-------- Record set

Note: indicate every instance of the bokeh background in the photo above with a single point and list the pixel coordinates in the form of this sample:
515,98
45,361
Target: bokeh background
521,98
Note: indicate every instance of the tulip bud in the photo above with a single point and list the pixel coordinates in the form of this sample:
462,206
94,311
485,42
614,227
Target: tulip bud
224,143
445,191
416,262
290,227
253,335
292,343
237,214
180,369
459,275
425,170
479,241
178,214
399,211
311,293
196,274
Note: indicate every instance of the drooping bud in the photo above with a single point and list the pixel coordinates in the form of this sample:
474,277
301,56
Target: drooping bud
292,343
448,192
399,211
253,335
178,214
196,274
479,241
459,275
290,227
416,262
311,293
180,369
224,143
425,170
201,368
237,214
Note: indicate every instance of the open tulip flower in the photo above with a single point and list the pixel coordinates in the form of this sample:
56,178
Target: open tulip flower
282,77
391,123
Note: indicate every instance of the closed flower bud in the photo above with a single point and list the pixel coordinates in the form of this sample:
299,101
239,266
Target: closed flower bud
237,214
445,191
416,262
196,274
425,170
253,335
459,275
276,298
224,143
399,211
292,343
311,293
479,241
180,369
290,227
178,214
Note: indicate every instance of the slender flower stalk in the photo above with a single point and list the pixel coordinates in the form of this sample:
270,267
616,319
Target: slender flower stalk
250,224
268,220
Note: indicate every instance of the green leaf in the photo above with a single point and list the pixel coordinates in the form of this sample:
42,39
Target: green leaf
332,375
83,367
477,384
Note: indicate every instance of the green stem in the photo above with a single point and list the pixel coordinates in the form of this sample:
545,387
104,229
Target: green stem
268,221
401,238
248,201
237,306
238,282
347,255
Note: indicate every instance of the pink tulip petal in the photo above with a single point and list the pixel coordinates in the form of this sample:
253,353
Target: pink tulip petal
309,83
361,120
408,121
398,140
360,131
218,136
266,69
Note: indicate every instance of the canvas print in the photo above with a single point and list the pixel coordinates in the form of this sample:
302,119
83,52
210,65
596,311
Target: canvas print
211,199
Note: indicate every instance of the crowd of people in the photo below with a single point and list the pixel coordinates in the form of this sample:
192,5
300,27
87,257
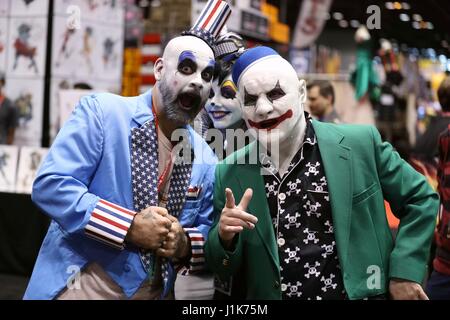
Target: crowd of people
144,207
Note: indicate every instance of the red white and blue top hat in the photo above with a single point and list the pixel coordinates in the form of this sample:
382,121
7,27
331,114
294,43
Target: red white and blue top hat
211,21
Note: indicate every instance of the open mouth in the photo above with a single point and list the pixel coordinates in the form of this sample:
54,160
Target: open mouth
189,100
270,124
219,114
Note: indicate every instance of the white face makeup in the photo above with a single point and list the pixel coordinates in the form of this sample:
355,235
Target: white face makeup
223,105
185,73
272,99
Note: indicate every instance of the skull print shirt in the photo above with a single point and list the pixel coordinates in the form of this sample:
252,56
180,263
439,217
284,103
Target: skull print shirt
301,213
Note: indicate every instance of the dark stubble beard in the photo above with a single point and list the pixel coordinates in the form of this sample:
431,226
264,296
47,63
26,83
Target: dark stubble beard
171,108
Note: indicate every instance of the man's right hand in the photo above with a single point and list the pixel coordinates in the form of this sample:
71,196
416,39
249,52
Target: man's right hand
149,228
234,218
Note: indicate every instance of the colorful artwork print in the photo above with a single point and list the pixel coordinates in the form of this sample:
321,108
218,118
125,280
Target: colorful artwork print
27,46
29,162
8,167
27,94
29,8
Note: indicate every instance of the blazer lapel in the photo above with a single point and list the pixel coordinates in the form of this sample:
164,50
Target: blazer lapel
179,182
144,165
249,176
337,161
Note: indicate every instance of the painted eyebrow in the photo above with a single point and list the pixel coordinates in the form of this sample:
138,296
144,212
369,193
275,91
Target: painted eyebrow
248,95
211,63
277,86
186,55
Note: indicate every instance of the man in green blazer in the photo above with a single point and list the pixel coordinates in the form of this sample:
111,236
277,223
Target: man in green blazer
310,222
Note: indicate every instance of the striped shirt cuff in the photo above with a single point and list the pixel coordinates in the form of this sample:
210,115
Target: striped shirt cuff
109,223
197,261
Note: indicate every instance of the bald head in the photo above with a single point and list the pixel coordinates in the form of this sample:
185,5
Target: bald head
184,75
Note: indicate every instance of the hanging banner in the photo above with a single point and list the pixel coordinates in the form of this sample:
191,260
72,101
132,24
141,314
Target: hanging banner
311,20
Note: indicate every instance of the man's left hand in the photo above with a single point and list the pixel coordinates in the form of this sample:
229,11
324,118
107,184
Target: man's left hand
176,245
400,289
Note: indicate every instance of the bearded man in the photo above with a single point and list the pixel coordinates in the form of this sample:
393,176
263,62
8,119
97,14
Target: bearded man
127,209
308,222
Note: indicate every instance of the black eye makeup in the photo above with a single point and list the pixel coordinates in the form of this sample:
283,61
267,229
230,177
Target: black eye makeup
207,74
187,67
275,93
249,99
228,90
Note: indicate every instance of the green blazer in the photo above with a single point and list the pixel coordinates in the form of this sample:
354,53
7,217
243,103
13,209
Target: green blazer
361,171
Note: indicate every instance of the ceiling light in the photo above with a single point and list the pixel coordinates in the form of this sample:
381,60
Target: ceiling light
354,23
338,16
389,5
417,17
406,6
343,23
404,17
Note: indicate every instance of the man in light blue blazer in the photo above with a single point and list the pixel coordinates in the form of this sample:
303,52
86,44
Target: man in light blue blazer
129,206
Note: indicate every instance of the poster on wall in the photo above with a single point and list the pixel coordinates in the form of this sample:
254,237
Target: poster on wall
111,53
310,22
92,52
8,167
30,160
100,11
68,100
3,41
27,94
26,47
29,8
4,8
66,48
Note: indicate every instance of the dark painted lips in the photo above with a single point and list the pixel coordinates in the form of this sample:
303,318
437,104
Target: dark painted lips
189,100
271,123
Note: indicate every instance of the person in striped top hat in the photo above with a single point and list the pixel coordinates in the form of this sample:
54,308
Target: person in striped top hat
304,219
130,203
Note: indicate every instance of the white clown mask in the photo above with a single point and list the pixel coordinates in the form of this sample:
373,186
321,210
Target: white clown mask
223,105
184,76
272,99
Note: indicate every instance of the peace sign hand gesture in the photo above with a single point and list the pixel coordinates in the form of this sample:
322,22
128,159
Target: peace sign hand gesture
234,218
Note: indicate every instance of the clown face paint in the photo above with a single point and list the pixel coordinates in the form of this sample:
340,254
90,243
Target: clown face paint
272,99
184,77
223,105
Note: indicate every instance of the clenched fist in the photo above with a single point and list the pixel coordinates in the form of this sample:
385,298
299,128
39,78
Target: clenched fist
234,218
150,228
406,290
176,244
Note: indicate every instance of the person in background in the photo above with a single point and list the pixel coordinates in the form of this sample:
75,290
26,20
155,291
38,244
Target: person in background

----------------

**Instructions to follow:** Set down the lines above exactly as written. Begin at the line containing "Target: clown face paint" and stop after the last line.

**Worked solution:**
Target: clown face paint
272,99
184,77
223,105
Note: indicate every instance of the clenched fist in the photo above with a single point and list the pixel coordinates in the form of this sample:
385,298
299,128
39,78
Target: clenched fist
234,218
150,228
406,290
176,244
Note: indicate every instance of the person in background in the photo above with a single point and list the pixel coordinates in the form of this sample:
75,290
26,20
155,291
38,244
Target: person in background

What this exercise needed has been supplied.